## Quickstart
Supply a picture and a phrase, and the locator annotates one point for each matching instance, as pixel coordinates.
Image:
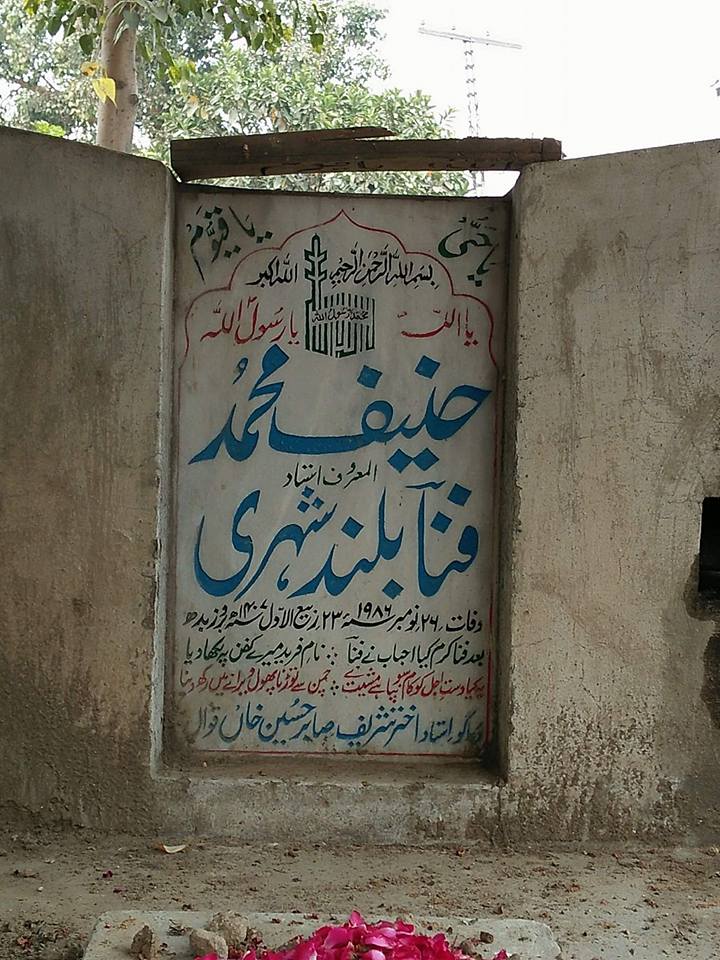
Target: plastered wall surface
(611, 441)
(81, 288)
(614, 445)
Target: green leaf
(131, 18)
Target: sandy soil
(609, 902)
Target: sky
(601, 77)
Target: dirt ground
(610, 902)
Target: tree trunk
(116, 122)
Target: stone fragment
(145, 944)
(203, 942)
(233, 927)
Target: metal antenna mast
(469, 41)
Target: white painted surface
(336, 424)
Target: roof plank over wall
(350, 150)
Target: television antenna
(469, 42)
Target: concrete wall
(608, 667)
(612, 445)
(82, 294)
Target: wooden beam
(333, 151)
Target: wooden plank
(326, 152)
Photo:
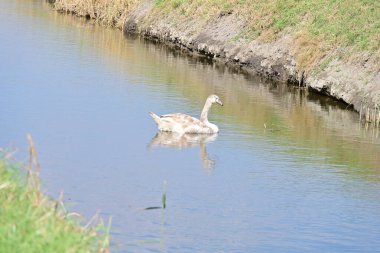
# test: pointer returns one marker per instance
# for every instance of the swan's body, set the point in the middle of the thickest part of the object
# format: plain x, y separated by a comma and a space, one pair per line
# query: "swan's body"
182, 123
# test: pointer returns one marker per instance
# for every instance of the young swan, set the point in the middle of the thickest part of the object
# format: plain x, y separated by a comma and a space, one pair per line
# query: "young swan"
182, 123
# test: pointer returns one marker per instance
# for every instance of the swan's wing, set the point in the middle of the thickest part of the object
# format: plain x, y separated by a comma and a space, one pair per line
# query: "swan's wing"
179, 118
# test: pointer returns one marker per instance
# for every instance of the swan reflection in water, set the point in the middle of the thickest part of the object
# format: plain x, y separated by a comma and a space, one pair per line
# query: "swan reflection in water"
177, 140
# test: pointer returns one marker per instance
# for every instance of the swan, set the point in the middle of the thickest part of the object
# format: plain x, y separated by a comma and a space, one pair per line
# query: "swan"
182, 123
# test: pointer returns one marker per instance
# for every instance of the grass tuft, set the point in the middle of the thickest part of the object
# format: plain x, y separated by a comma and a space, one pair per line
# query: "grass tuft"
32, 222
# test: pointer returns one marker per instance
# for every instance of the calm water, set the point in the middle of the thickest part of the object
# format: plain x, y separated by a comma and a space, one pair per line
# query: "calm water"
289, 171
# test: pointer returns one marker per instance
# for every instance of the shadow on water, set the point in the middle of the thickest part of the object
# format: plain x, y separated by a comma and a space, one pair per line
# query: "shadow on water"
314, 122
180, 141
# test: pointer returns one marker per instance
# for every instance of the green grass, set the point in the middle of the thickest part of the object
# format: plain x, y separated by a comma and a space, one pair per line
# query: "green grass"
318, 26
31, 222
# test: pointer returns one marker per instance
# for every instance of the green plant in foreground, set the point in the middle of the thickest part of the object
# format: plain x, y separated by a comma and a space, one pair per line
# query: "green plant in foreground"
31, 222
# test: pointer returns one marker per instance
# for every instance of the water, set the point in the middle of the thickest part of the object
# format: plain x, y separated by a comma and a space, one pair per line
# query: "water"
289, 172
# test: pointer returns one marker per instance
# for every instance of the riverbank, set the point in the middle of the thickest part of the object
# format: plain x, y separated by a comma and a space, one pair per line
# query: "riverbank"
32, 222
328, 47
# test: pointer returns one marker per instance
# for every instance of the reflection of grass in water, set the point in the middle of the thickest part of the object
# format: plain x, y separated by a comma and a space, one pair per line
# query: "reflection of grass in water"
298, 120
32, 222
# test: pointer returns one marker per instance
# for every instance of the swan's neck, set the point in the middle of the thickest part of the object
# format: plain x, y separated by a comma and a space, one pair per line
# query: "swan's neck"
204, 114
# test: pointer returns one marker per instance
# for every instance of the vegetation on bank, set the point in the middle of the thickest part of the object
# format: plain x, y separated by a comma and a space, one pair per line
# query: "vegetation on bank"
32, 222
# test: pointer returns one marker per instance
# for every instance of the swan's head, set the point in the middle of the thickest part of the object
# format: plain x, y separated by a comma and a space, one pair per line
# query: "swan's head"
215, 99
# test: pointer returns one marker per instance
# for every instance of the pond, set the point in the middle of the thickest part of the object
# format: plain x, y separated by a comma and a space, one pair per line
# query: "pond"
290, 171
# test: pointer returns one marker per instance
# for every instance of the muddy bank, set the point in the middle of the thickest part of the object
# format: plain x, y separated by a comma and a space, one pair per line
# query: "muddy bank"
356, 82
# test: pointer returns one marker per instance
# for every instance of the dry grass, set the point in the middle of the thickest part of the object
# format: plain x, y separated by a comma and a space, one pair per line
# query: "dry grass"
111, 13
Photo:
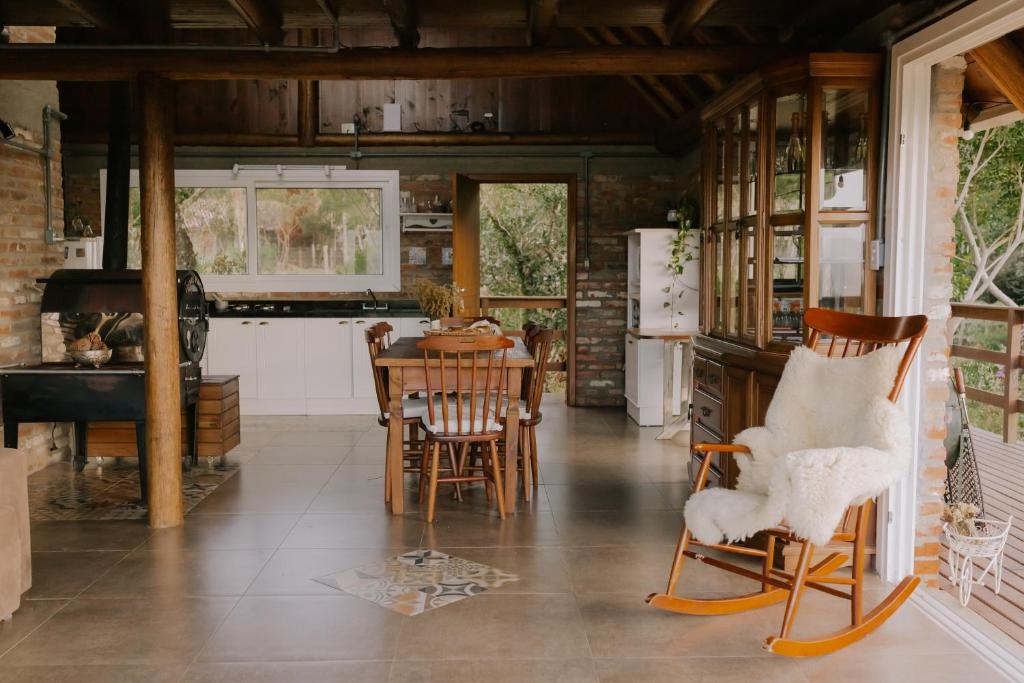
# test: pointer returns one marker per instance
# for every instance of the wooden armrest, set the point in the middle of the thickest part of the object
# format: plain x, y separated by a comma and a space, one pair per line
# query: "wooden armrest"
719, 447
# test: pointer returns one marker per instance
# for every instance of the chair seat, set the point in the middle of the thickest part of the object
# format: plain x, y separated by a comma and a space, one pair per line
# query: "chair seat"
456, 425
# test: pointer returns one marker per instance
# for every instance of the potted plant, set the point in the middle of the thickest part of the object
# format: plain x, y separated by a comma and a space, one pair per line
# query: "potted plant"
685, 249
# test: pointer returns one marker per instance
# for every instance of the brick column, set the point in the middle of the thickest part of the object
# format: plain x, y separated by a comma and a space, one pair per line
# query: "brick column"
947, 89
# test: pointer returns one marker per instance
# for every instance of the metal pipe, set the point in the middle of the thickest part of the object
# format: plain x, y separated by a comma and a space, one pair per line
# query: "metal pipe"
45, 153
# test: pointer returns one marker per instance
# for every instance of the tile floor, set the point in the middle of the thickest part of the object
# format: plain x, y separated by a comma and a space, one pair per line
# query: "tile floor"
231, 596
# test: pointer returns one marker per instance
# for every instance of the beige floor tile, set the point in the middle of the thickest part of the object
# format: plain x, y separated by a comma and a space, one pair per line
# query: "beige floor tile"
304, 629
461, 529
473, 671
300, 455
294, 672
292, 570
159, 631
224, 532
65, 574
704, 670
203, 572
49, 536
92, 674
495, 626
267, 488
29, 616
355, 530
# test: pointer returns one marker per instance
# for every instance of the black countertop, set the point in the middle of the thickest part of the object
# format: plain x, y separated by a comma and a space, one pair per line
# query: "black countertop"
316, 308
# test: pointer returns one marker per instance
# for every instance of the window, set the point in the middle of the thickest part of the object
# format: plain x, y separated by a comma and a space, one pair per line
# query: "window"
283, 228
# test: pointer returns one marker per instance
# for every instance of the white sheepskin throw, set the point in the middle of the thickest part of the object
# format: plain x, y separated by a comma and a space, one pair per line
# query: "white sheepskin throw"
832, 439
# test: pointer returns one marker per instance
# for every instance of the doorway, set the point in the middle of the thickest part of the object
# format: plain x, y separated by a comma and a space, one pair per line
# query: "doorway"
514, 256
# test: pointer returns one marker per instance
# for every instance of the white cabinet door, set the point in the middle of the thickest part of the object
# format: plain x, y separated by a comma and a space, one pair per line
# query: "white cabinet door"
414, 327
230, 349
329, 357
363, 376
281, 344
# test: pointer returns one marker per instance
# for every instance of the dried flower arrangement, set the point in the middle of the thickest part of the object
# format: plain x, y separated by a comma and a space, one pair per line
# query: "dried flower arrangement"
962, 517
436, 300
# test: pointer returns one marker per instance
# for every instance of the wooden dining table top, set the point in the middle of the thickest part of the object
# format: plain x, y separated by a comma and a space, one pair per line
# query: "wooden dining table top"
402, 353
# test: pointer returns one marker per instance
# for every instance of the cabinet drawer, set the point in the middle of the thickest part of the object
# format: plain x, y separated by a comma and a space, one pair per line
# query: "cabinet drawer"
715, 375
707, 412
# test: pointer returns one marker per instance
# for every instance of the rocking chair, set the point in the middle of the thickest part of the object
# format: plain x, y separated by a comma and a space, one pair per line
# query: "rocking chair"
862, 334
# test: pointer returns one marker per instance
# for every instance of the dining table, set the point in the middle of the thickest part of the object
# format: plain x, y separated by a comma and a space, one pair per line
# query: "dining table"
406, 375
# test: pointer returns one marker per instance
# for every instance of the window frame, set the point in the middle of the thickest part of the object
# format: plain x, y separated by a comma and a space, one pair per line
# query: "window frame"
281, 177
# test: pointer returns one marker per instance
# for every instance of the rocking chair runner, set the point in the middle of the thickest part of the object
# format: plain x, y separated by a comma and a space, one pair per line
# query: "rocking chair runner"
850, 335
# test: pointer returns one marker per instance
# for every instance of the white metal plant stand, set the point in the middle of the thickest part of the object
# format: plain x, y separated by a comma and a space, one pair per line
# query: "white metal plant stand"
988, 544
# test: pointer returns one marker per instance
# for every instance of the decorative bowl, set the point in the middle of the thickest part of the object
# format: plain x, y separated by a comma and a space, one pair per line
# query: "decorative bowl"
94, 358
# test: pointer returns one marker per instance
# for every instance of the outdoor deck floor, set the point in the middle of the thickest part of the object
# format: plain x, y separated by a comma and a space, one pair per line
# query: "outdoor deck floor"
1001, 469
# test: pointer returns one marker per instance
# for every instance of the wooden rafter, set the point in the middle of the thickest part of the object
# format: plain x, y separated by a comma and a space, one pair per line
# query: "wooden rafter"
262, 17
49, 63
101, 15
404, 22
541, 19
1003, 61
682, 16
672, 103
636, 83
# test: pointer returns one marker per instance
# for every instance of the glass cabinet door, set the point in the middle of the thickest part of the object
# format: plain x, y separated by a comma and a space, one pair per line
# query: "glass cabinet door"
841, 266
787, 283
790, 154
843, 176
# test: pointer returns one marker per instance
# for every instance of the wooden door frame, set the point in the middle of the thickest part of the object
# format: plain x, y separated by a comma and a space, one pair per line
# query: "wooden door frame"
466, 241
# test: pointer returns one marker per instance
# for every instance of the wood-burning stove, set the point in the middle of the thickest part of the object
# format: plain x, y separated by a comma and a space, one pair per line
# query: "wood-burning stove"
110, 303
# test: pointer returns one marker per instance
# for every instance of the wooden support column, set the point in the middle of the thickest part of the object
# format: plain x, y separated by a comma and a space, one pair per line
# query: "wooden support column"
163, 399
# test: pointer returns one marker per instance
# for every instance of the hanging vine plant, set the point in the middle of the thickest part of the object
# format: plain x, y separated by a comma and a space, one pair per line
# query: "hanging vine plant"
684, 251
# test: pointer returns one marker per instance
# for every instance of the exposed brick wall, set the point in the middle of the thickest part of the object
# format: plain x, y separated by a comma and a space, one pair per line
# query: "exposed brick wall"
24, 253
626, 193
947, 89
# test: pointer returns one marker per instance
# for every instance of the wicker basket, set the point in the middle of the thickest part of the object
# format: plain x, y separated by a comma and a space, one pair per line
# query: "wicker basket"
987, 543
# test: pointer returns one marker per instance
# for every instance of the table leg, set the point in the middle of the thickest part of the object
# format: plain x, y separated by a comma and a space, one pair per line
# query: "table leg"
512, 439
672, 425
394, 441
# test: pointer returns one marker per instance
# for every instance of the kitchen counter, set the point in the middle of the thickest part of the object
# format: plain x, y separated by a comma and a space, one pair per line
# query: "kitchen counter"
316, 308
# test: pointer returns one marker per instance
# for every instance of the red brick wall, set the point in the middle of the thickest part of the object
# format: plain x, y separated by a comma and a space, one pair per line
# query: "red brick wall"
24, 253
626, 193
943, 157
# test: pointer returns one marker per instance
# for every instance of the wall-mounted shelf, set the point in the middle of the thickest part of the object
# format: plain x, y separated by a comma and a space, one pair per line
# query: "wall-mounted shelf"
426, 222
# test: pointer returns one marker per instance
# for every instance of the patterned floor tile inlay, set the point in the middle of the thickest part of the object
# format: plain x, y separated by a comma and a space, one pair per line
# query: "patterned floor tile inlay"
420, 580
111, 491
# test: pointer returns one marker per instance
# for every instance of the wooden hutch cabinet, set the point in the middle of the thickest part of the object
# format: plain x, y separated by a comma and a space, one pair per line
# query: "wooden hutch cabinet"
790, 175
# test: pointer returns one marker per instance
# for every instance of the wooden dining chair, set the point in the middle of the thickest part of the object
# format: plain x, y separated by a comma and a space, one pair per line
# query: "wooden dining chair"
378, 338
834, 334
468, 376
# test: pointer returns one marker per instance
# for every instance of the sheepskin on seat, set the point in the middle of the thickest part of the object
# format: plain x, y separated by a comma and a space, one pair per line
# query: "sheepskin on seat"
832, 438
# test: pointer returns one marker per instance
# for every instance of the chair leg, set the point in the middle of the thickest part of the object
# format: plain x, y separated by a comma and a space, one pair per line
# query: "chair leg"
496, 472
435, 457
799, 579
532, 454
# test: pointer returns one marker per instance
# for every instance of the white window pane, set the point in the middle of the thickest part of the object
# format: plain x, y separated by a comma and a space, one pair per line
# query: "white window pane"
211, 229
320, 230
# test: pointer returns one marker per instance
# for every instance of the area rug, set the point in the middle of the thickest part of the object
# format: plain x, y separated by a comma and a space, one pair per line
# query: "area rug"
418, 581
111, 491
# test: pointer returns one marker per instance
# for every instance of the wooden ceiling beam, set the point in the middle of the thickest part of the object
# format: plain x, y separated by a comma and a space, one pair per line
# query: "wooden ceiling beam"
404, 22
101, 15
261, 17
682, 16
1003, 61
642, 89
49, 63
541, 17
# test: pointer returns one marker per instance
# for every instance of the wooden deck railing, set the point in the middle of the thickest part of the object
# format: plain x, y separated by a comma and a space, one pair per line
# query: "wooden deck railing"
1010, 359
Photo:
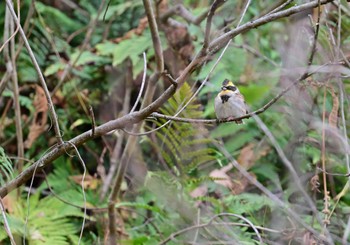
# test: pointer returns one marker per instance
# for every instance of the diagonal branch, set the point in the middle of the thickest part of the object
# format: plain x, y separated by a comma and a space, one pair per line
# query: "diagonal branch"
138, 116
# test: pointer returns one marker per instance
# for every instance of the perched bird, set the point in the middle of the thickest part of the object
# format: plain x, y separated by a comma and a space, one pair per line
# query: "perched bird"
229, 103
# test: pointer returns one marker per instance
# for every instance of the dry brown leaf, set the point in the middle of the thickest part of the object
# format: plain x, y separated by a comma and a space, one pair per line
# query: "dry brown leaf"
137, 31
90, 182
38, 125
333, 116
240, 183
200, 191
249, 155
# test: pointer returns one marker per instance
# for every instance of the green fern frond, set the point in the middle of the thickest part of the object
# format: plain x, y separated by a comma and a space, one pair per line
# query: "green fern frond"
6, 170
183, 145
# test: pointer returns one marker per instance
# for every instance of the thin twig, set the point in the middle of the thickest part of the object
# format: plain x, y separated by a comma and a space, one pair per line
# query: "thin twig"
190, 99
93, 121
219, 42
89, 32
209, 223
281, 6
18, 121
82, 189
267, 192
142, 84
157, 45
136, 117
6, 224
216, 4
13, 34
40, 75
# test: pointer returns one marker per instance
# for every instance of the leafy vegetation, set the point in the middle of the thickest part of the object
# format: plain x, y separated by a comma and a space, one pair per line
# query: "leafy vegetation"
281, 177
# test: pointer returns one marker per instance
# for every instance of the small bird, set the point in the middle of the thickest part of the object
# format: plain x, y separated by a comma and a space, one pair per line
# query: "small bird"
229, 103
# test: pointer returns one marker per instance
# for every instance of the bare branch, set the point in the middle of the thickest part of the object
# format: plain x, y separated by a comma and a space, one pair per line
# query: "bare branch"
213, 8
155, 35
143, 82
219, 42
40, 75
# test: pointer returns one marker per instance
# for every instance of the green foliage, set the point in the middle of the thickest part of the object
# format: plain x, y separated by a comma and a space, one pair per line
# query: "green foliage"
44, 221
6, 169
183, 146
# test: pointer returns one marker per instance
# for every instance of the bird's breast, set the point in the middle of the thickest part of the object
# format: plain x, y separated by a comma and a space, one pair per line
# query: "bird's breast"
224, 98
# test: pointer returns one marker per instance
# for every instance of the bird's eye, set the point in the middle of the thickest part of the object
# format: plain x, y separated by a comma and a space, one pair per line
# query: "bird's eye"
232, 88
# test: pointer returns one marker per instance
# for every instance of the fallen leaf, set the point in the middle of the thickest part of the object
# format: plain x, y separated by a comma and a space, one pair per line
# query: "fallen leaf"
90, 182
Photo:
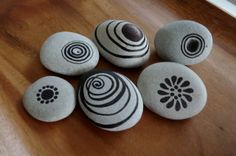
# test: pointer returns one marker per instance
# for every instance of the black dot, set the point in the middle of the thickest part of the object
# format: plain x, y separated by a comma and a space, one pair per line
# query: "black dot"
47, 94
132, 32
192, 45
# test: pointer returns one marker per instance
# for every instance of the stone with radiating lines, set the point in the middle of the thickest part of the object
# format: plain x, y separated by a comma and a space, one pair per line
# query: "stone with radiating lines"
69, 53
50, 99
122, 43
172, 90
110, 100
186, 42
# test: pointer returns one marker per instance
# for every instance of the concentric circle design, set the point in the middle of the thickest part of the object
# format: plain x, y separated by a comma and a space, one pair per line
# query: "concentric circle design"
192, 45
77, 52
127, 40
108, 99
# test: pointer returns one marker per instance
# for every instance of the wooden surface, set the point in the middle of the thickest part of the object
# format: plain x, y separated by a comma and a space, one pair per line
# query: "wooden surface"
25, 24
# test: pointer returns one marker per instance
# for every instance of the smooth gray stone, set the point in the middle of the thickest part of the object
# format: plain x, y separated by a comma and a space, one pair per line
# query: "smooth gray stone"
69, 53
185, 42
110, 100
122, 43
172, 90
50, 99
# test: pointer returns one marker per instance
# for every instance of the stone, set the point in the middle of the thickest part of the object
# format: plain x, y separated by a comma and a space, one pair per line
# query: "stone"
110, 100
50, 99
172, 90
122, 43
69, 53
186, 42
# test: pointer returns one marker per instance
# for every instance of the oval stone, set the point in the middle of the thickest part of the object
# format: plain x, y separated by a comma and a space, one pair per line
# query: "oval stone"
69, 53
185, 42
122, 43
172, 90
110, 100
50, 99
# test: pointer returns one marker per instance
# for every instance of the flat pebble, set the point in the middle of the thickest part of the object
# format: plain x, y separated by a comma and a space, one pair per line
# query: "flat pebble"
110, 100
185, 42
50, 99
172, 90
122, 43
69, 53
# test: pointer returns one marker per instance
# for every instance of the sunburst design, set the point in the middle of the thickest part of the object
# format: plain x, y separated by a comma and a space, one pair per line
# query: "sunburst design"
175, 92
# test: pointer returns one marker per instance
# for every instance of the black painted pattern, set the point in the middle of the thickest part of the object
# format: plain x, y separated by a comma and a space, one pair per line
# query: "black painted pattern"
47, 94
77, 52
132, 49
192, 45
175, 92
106, 95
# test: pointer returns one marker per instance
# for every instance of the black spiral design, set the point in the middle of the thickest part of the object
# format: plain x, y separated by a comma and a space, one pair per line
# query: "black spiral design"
108, 96
192, 45
77, 52
114, 33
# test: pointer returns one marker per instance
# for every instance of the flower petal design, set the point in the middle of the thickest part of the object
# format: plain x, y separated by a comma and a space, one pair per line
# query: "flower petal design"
188, 97
177, 106
168, 82
185, 84
173, 78
164, 99
163, 86
188, 90
170, 104
175, 92
161, 92
184, 103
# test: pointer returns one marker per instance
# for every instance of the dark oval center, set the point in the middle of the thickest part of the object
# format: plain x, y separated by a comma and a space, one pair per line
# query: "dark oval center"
192, 45
47, 94
131, 32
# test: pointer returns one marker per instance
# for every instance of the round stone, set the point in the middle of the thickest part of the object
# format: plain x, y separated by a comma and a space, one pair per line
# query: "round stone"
69, 53
122, 43
185, 42
110, 100
172, 90
50, 99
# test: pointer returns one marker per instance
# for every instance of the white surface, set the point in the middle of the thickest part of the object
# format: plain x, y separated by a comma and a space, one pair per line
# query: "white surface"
152, 79
125, 53
172, 42
60, 108
225, 5
111, 101
75, 60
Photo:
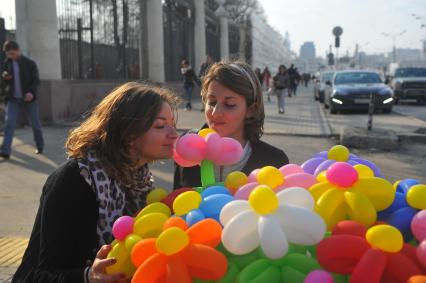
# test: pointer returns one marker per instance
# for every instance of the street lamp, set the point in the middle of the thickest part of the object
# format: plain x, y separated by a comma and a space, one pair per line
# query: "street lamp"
358, 51
423, 25
393, 36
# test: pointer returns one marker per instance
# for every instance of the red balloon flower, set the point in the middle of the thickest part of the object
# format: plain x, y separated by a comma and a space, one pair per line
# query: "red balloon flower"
374, 256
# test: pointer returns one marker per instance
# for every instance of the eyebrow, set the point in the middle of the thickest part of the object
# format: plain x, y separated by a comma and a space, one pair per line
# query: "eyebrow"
226, 97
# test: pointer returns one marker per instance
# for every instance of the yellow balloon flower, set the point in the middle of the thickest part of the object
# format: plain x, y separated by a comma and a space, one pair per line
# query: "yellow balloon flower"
359, 199
385, 237
186, 202
235, 179
156, 195
338, 153
270, 176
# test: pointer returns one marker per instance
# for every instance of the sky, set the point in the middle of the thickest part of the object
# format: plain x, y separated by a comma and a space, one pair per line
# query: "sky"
7, 10
363, 22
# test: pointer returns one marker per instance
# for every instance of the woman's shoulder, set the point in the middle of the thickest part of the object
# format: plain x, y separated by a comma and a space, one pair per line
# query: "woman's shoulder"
270, 153
66, 179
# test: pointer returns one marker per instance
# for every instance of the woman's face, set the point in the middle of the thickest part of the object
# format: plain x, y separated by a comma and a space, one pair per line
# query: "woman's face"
226, 111
157, 143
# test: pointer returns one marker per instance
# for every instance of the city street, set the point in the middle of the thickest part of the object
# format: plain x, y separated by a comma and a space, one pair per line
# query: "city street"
302, 131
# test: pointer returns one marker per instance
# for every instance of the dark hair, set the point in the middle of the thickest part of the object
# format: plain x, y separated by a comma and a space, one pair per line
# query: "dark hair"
240, 78
123, 115
10, 45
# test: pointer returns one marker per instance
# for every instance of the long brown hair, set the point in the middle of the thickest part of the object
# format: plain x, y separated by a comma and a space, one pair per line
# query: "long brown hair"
122, 116
240, 78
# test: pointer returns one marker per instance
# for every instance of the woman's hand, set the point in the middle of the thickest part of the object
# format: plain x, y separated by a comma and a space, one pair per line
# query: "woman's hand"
97, 273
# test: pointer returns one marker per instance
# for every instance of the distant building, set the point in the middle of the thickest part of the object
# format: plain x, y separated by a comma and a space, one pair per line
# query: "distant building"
268, 47
307, 51
407, 54
287, 41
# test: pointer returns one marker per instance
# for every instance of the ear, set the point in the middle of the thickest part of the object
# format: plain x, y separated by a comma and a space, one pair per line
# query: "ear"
251, 110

------------------------------------

[Work item] Quote, exactly and only, the lines from the first line of the data above through the line containing "# for every instance of the young". The pictures do not belong in it.

[Response for this exercise]
## Quickstart
Supply a picture and a phrase, and the locator annotates one point for each matching instance, as pixel coordinates.
Image:
Target: plastered wall surface
(611, 441)
(81, 288)
(614, 445)
Target: green leaf
(131, 18)
Target: sandy soil
(609, 902)
Target: sky
(601, 77)
Target: dirt ground
(610, 902)
Target: tree trunk
(116, 122)
Target: stone fragment
(145, 944)
(203, 942)
(233, 927)
Target: metal antenna mast
(469, 41)
Target: white painted surface
(336, 424)
Target: roof plank over wall
(350, 150)
Target: television antenna
(469, 42)
Target: concrete wall
(608, 667)
(612, 445)
(82, 294)
Target: wooden beam
(333, 151)
Target: wooden plank
(326, 152)
Photo:
# test: pointer returns one marker per instance
# for every instance of the swan's body, set the point in the middle of the thickest part of the object
# format: plain x, y separated by a comma and a space, one pair per line
# query: "swan's body"
182, 123
# test: pointer returns one marker per instance
# for every instance of the young swan, set the point in the middle of the thickest part of the object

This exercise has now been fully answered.